====== RECORDS SHOWN

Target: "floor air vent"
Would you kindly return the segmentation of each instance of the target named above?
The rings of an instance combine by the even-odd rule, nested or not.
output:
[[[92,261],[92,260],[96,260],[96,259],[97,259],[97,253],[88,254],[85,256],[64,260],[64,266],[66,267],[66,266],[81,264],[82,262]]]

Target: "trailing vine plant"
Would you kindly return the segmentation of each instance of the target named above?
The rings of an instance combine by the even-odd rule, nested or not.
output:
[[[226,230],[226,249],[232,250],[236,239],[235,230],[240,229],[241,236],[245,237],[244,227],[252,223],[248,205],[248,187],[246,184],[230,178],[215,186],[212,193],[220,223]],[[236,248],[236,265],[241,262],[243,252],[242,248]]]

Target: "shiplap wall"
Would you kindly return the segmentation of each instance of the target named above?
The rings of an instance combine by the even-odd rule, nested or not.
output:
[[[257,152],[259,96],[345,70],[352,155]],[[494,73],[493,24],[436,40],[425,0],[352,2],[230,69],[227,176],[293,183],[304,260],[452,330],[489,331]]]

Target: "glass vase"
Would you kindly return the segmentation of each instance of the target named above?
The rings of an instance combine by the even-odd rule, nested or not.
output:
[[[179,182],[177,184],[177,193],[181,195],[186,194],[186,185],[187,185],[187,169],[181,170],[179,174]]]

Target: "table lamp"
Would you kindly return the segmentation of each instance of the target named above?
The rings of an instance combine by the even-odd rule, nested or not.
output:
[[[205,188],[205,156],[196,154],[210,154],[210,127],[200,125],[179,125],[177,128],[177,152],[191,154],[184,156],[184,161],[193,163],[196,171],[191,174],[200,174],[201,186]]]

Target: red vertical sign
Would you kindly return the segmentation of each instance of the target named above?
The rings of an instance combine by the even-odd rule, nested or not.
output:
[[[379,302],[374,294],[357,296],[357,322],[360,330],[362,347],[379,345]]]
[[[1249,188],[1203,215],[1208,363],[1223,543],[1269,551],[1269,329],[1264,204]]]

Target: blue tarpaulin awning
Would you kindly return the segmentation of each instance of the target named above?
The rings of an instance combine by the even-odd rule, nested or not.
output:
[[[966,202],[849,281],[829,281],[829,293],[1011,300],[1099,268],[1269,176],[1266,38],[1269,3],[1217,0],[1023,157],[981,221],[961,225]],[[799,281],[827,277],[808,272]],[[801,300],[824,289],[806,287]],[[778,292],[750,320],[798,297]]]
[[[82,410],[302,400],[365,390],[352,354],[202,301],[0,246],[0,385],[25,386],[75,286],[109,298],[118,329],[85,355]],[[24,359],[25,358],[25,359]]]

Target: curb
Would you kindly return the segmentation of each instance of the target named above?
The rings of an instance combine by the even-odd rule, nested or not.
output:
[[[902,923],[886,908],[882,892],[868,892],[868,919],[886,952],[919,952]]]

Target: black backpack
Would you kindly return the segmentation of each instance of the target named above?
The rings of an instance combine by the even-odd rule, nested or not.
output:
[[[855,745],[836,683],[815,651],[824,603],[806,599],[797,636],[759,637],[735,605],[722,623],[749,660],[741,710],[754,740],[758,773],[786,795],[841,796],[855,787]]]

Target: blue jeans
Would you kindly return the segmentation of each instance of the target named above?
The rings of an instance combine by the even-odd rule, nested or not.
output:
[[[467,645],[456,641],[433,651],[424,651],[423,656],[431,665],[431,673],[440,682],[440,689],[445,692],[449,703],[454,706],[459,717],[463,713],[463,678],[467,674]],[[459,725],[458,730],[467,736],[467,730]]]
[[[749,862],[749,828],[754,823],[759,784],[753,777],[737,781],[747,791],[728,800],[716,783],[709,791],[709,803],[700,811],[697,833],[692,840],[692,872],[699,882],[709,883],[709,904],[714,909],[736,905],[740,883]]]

============

> [WHAT THE TASK REQUIRES]:
Rewrite every item above, substituting "given above" for each occurrence of "named above" and leaving everything else unchanged.

> [ANSWER]:
Target: "floor air vent"
Would you kindly return the segmentation of each instance of the target given above?
The rings of an instance combine by the even-odd rule, nested or not.
output:
[[[92,261],[92,260],[96,260],[96,259],[97,259],[97,253],[88,254],[85,256],[64,260],[64,266],[66,267],[66,266],[81,264],[82,262]]]

Target: "trailing vine plant"
Would you kindly return the segmentation of each instance of the target given above?
The rings of an instance combine by the even-odd rule, nested or not.
output:
[[[226,230],[226,249],[232,250],[236,239],[235,230],[240,229],[241,236],[245,237],[244,227],[252,223],[248,205],[248,187],[246,184],[230,178],[215,186],[212,193],[220,223]],[[236,248],[236,265],[241,262],[243,252],[242,248]]]

Target: "shiplap wall"
Would you kindly return the segmentation of each instance of the target given above?
The rings of an instance combine by the even-odd rule, nested or not.
output:
[[[257,152],[259,96],[345,70],[352,155]],[[494,73],[493,24],[436,40],[425,0],[352,2],[230,69],[227,176],[293,183],[304,260],[452,330],[489,331]]]

Target: "glass vase"
Would you kindly return the segmentation of each instance of the target given above?
The rings of an instance combine by the even-odd rule, nested or not.
output:
[[[179,182],[177,184],[177,193],[181,195],[186,194],[186,185],[187,185],[187,169],[181,170],[179,174]]]

Target: "table lamp"
Would you kindly return the segmentation of each instance of the target given above?
The rings of an instance combine by the even-odd rule, nested or not.
output:
[[[205,188],[205,156],[196,154],[210,154],[210,127],[200,125],[179,125],[177,128],[177,152],[191,154],[184,156],[184,161],[193,163],[196,171],[191,174],[200,174],[201,186]]]

Target: red vertical sign
Would you kindly return the segmentation of each instance of the target given above?
The rings of an instance combine by the even-odd rule, nested or not.
output:
[[[379,302],[374,294],[357,296],[357,322],[360,330],[362,347],[379,345]]]
[[[1249,188],[1203,215],[1208,363],[1223,543],[1269,551],[1269,329],[1264,204]]]

Target: blue tarpaulin awning
Would you kindly return the segmentation of each instance of the target given above?
The rings of an instance combine by the even-odd rule, nested or not.
output:
[[[966,202],[849,281],[829,281],[829,293],[1011,300],[1099,268],[1269,176],[1266,38],[1269,3],[1217,0],[1023,157],[981,221],[961,225]],[[799,281],[827,277],[808,272]],[[801,300],[824,289],[806,287]],[[778,292],[750,320],[798,297]]]
[[[82,410],[302,400],[365,390],[352,354],[202,301],[0,246],[0,385],[25,386],[75,286],[109,298],[118,329],[85,355]],[[24,359],[25,358],[25,359]]]

Target: curb
Would you kindly return the segmentation of each instance of the target given above?
The rings of an instance combine by the even-odd rule, nested or not.
output:
[[[902,923],[886,908],[882,892],[868,892],[868,919],[886,952],[919,952]]]

Target: black backpack
Would you kindly return the segmentation of each instance of the target given above?
The rings of an instance combine by the even-odd rule, nested or not.
output:
[[[855,745],[836,683],[815,651],[824,603],[806,599],[797,636],[759,637],[735,605],[722,623],[749,660],[741,710],[754,740],[758,773],[786,795],[841,796],[855,787]]]

Target: blue jeans
Would you kindly return the segmentation of each instance of the target given above?
The rings of an instance combine by the even-odd rule, nested or not.
output:
[[[467,645],[456,641],[433,651],[424,651],[423,656],[431,665],[431,673],[440,682],[440,689],[445,692],[449,703],[454,706],[459,717],[463,713],[463,678],[467,674]],[[459,725],[458,730],[467,736],[467,730]]]
[[[749,862],[749,828],[754,823],[759,784],[753,777],[737,781],[747,791],[728,800],[716,783],[709,791],[709,803],[700,811],[697,833],[692,840],[692,872],[699,882],[709,883],[709,904],[714,909],[736,905],[740,883]]]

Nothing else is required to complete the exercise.